Aim of the exercise: Images excluded, repeat each entry below exactly.

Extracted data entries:
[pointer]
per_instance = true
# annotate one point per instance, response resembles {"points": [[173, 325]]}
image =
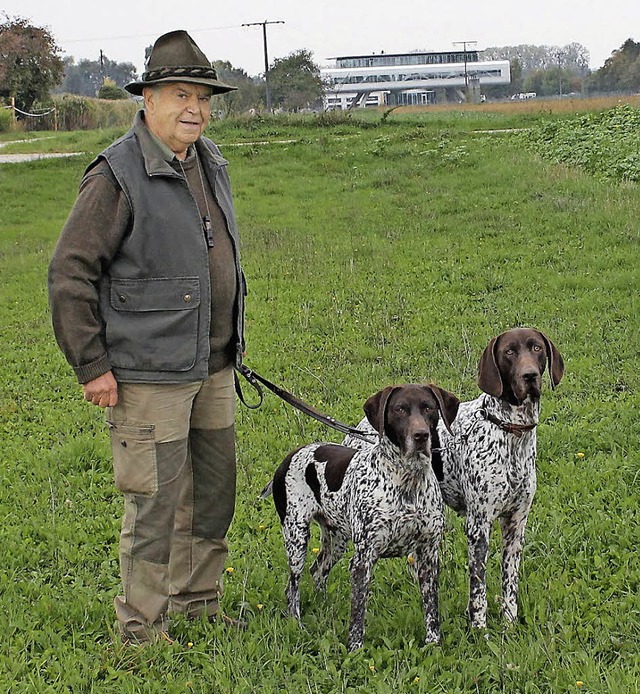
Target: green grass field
{"points": [[382, 249]]}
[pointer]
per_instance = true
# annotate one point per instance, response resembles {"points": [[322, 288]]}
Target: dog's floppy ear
{"points": [[448, 404], [554, 360], [489, 379], [376, 406]]}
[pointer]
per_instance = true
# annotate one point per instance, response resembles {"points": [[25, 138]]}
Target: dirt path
{"points": [[33, 156]]}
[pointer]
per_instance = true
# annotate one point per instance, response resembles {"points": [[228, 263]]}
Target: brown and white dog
{"points": [[487, 461], [385, 498]]}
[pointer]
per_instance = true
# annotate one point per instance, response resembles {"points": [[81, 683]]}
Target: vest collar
{"points": [[157, 156]]}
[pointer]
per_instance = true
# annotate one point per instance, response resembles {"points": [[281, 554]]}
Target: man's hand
{"points": [[102, 391]]}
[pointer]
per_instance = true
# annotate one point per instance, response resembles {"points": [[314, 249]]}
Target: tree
{"points": [[247, 96], [30, 66], [88, 76], [546, 70], [620, 72], [295, 82]]}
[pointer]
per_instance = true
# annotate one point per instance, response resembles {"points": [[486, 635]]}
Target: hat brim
{"points": [[216, 86]]}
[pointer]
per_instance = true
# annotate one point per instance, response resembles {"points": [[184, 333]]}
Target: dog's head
{"points": [[408, 414], [512, 365]]}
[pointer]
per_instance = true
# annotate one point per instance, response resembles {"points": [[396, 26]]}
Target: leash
{"points": [[255, 380], [510, 427]]}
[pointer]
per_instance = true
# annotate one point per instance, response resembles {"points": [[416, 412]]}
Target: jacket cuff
{"points": [[87, 372]]}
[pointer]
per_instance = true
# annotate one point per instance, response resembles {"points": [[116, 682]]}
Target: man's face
{"points": [[177, 113]]}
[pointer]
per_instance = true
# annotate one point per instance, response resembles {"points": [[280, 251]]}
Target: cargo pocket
{"points": [[134, 458]]}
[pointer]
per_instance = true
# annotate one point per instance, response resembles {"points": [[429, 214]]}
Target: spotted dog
{"points": [[386, 499], [489, 457]]}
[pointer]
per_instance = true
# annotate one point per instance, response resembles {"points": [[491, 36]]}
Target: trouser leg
{"points": [[149, 442], [207, 502], [145, 544], [199, 548]]}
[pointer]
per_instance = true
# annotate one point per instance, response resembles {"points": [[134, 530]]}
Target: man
{"points": [[147, 300]]}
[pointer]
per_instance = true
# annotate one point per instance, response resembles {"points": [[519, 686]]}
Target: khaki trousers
{"points": [[173, 450]]}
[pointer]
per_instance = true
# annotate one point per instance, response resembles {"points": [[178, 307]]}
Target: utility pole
{"points": [[466, 76], [266, 55], [559, 56]]}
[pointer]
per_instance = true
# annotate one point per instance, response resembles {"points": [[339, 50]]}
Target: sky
{"points": [[122, 29]]}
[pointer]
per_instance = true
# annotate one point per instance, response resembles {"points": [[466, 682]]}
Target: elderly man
{"points": [[147, 300]]}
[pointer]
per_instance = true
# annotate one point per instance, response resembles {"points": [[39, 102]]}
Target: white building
{"points": [[408, 78]]}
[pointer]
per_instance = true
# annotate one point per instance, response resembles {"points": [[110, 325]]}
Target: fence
{"points": [[41, 119]]}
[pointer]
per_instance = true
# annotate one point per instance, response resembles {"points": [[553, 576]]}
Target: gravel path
{"points": [[18, 158]]}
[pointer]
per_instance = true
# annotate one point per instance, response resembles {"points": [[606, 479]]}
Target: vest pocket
{"points": [[133, 449], [152, 324]]}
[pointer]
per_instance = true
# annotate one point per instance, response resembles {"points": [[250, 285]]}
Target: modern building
{"points": [[398, 79]]}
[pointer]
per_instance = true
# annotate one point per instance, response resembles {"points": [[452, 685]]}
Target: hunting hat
{"points": [[175, 57]]}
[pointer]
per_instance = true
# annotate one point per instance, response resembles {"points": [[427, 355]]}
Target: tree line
{"points": [[31, 69]]}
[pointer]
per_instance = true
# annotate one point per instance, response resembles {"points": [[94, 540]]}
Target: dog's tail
{"points": [[267, 491]]}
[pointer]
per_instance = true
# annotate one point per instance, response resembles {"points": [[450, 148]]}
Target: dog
{"points": [[386, 499], [487, 461]]}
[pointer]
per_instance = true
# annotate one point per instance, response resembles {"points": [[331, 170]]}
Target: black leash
{"points": [[255, 380]]}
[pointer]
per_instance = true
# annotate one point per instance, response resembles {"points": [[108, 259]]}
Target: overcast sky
{"points": [[123, 28]]}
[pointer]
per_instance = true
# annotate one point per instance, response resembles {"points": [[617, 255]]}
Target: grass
{"points": [[377, 251]]}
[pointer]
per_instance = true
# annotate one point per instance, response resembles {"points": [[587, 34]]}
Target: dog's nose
{"points": [[421, 437]]}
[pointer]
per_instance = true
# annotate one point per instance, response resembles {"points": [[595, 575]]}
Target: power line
{"points": [[143, 36], [464, 45], [266, 56]]}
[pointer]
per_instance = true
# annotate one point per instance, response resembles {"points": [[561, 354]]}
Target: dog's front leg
{"points": [[428, 575], [478, 530], [296, 540], [361, 567], [513, 527]]}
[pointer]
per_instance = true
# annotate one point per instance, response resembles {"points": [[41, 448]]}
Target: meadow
{"points": [[379, 248]]}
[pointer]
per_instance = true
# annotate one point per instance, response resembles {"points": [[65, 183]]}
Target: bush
{"points": [[86, 113], [110, 91]]}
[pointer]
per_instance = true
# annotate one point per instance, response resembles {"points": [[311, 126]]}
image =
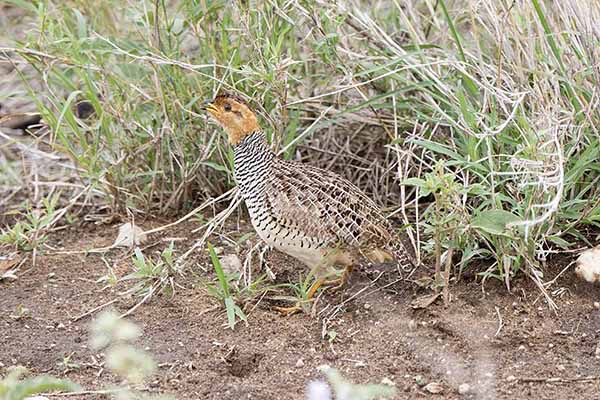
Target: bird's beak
{"points": [[210, 107]]}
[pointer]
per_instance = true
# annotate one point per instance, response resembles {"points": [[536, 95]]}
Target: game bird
{"points": [[312, 214]]}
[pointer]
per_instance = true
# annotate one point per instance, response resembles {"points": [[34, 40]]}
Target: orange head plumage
{"points": [[234, 115]]}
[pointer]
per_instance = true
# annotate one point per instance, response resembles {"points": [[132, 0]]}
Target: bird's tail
{"points": [[399, 253]]}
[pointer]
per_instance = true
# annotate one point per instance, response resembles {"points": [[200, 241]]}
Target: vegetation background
{"points": [[476, 123]]}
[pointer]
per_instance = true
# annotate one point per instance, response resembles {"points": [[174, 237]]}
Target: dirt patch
{"points": [[503, 345]]}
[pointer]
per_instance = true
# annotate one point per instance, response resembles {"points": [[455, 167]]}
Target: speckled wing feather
{"points": [[324, 207]]}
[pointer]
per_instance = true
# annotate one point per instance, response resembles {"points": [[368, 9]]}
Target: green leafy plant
{"points": [[222, 291], [31, 231], [151, 276], [345, 390], [14, 387]]}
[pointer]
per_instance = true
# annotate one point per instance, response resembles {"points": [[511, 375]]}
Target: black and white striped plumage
{"points": [[309, 213], [312, 214]]}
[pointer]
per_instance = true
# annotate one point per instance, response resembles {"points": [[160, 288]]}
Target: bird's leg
{"points": [[341, 281], [309, 296]]}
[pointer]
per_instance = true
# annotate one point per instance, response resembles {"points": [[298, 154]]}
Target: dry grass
{"points": [[492, 106]]}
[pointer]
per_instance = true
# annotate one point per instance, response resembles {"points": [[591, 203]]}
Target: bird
{"points": [[309, 213], [588, 265]]}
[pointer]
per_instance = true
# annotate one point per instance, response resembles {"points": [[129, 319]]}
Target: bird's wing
{"points": [[324, 206]]}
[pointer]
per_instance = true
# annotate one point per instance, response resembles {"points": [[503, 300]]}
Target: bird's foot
{"points": [[340, 282]]}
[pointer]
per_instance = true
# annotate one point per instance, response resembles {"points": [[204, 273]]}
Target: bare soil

Final result:
[pointer]
per_instance = true
# annotate one point per instance, response resembles {"points": [[173, 325]]}
image =
Target: green grass field
{"points": [[382, 249]]}
[pointer]
per_instance = true
# annotate one point per instance, response resembles {"points": [[322, 288]]}
Target: dog's floppy ear
{"points": [[448, 404], [554, 360], [489, 379], [376, 406]]}
[pointer]
per_instance = true
# annotate one point per instance, response resembles {"points": [[25, 138]]}
Target: dirt path
{"points": [[33, 156]]}
[pointer]
per_instance = true
# annotate one point per instance, response resembles {"points": [[228, 263]]}
Target: brown and white dog
{"points": [[487, 461], [385, 498]]}
[pointer]
per_instance = true
# annotate one point per instance, response resembles {"points": [[81, 683]]}
Target: vest collar
{"points": [[157, 156]]}
[pointer]
per_instance = true
# annotate one point per instance, response resembles {"points": [[281, 554]]}
Target: man's hand
{"points": [[102, 391]]}
[pointer]
per_instance = true
# annotate one point per instance, response resembles {"points": [[314, 249]]}
Target: tree
{"points": [[247, 96], [30, 66], [88, 76], [546, 70], [620, 72], [295, 82]]}
[pointer]
per_instance = true
# annotate one point per instance, response resembles {"points": [[486, 635]]}
Target: hat brim
{"points": [[216, 86]]}
[pointer]
per_instance = true
# annotate one point per instance, response resembles {"points": [[184, 333]]}
Target: dog's head
{"points": [[408, 414], [512, 365]]}
[pointer]
per_instance = true
# annotate one point per instance, response resembles {"points": [[396, 26]]}
Target: leash
{"points": [[255, 380], [510, 427]]}
[pointer]
per_instance = true
# annotate one point per instance, response resembles {"points": [[416, 412]]}
Target: jacket cuff
{"points": [[87, 372]]}
[pointer]
per_instance = true
# annotate one point per instance, response resembles {"points": [[116, 682]]}
Target: man's face
{"points": [[177, 113]]}
[pointer]
per_instance = true
# annotate one point per instance, response resembles {"points": [[280, 251]]}
Target: cargo pocket
{"points": [[134, 458]]}
[pointer]
per_instance = true
# annotate one point per instance, response resembles {"points": [[429, 214]]}
Target: spotted dog
{"points": [[386, 499], [489, 457]]}
[pointer]
per_instance = true
# annotate one point per instance, response resembles {"points": [[491, 36]]}
Target: trouser leg
{"points": [[149, 442], [207, 502], [145, 544], [199, 548]]}
[pointer]
per_instance = true
# annotate one point per instance, response resembles {"points": [[134, 530]]}
Target: man
{"points": [[147, 300]]}
[pointer]
per_instance = true
# annotate one point per instance, response resembles {"points": [[519, 686]]}
Target: khaki trousers
{"points": [[173, 450]]}
[pointer]
per_instance = true
# annotate one point per instance, response resembles {"points": [[178, 307]]}
Target: utility pole
{"points": [[466, 76], [266, 55], [559, 56]]}
[pointer]
per_instance = true
# annotate one point per instance, response resembles {"points": [[339, 50]]}
Target: sky
{"points": [[122, 29]]}
[pointer]
per_instance = true
# annotate one point per instance, response resembles {"points": [[466, 682]]}
Target: elderly man
{"points": [[147, 300]]}
[pointer]
per_instance = true
# annotate one point per instance, response resembles {"points": [[39, 102]]}
Target: white building
{"points": [[408, 78]]}
[pointer]
per_instance = true
# annotate one point per instance, response resembles {"points": [[110, 325]]}
Target: fence
{"points": [[41, 119]]}
[pointer]
per_instance = true
# annotate one point per instance, response resembles {"points": [[553, 576]]}
Target: gravel path
{"points": [[18, 158]]}
[pointer]
per_instance = true
# annotate one point per instance, response resembles {"points": [[606, 479]]}
Target: vest pocket
{"points": [[133, 449], [152, 324]]}
[pointer]
per_instance = true
# annotate one point per instance, response resembles {"points": [[250, 285]]}
Target: modern building
{"points": [[398, 79]]}
[pointer]
per_instance = true
# annotate one point per instance, response resembles {"points": [[452, 685]]}
Target: hunting hat
{"points": [[175, 57]]}
[pointer]
per_instance = true
# annotate one point per instance, response resembles {"points": [[427, 355]]}
Target: tree line
{"points": [[31, 69]]}
[pointer]
per_instance = true
# annotate one point per instance, response resembles {"points": [[94, 540]]}
Target: dog's tail
{"points": [[267, 491]]}
[pointer]
per_instance = true
# annotate one point per instance, response resembles {"points": [[450, 148]]}
Target: dog
{"points": [[386, 499], [487, 461]]}
[pointer]
per_instance = true
# annotate one point per instance, response resembles {"points": [[331, 170]]}
Target: black leash
{"points": [[255, 380]]}
[pointer]
per_instance = true
# annotate one point per instance, response resembles {"points": [[108, 259]]}
Target: overcast sky
{"points": [[123, 28]]}
[pointer]
per_instance = true
# annotate one point per instance, response resembles {"points": [[617, 255]]}
Target: grass
{"points": [[377, 251]]}
[pointer]
per_instance = true
# annotate one point per instance, response resembles {"points": [[587, 34]]}
Target: dog's nose
{"points": [[421, 437]]}
[pointer]
per_instance = true
# annotate one point per instance, response resembles {"points": [[595, 575]]}
Target: power line
{"points": [[143, 36], [464, 45], [266, 56]]}
[pointer]
per_instance = true
# annotate one point per instance, response resembles {"points": [[561, 354]]}
Target: dog's front leg
{"points": [[428, 575], [478, 530], [296, 540], [361, 567], [513, 527]]}
[pointer]
per_instance = true
# annotate one point per instance, response resembles {"points": [[41, 448]]}
Target: meadow
{"points": [[379, 248]]}
[pointer]
per_instance = true
# annotate one point per instance, response resembles {"points": [[65, 183]]}
Target: bush
{"points": [[86, 113], [110, 91]]}
[pointer]
per_instance = true
# annotate one point per instance, response resembles {"points": [[311, 126]]}
image =
Target: bird's beak
{"points": [[210, 107]]}
[pointer]
per_instance = true
# annotate one point per instance, response resembles {"points": [[536, 95]]}
Target: game bird
{"points": [[312, 214]]}
[pointer]
per_instance = true
# annotate one point per instance, response resembles {"points": [[34, 40]]}
Target: orange head plumage
{"points": [[234, 115]]}
[pointer]
per_instance = true
# annotate one point per instance, response resembles {"points": [[132, 0]]}
Target: bird's tail
{"points": [[399, 253]]}
[pointer]
per_instance = true
# annotate one point per instance, response resembles {"points": [[200, 241]]}
Target: vegetation background
{"points": [[476, 123]]}
[pointer]
per_instance = true
# annotate one point per instance, response resembles {"points": [[174, 237]]}
Target: dirt patch
{"points": [[503, 345]]}
[pointer]
per_instance = true
# annotate one point per instance, response resembles {"points": [[455, 167]]}
Target: speckled wing feather
{"points": [[324, 207]]}
[pointer]
per_instance = true
# annotate one point per instance, response resembles {"points": [[368, 9]]}
Target: green leafy plant
{"points": [[222, 291], [31, 231], [151, 276], [345, 390], [14, 387]]}
[pointer]
per_instance = true
# annotate one point per instance, response resembles {"points": [[511, 375]]}
Target: black and white striped plumage
{"points": [[309, 213], [312, 214]]}
[pointer]
per_instance = true
# annotate one point per instance, response resembles {"points": [[160, 288]]}
Target: bird's leg
{"points": [[341, 281], [309, 296]]}
[pointer]
per_instance = true
# annotate one point per instance, response resembles {"points": [[298, 154]]}
Target: dry grass
{"points": [[492, 106]]}
[pointer]
per_instance = true
# annotate one point per instance, response resembles {"points": [[591, 203]]}
Target: bird
{"points": [[309, 213], [588, 265]]}
[pointer]
per_instance = true
# annotate one point per instance, response resembles {"points": [[129, 319]]}
Target: bird's wing
{"points": [[324, 206]]}
[pointer]
per_instance = true
# annotate one point per instance, response resembles {"points": [[503, 300]]}
Target: bird's foot
{"points": [[340, 282]]}
[pointer]
per_instance = true
# annotate one point per instance, response resembles {"points": [[204, 273]]}
Target: bare soil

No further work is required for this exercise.